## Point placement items
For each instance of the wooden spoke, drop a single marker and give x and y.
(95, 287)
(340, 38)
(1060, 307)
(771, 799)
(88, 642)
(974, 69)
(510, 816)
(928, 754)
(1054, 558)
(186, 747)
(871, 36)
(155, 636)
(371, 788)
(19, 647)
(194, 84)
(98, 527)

## TASK TO COMPLETE
Express these items as a two-column CSV with the header instruction,points and one row per item: the item's text in the first column and its answer in the second. Put each field in double quotes, with any line breaks replaced by spaces.

## EXERCISE ANSWER
instruction,points
"For each instance of the wooden spoke, drop a single marker and give x and y.","(95, 287) (340, 38) (1060, 307) (771, 799) (88, 642) (974, 69) (510, 816) (928, 754) (1054, 558) (186, 747) (871, 36) (155, 636) (371, 788) (19, 647) (194, 84) (98, 527)"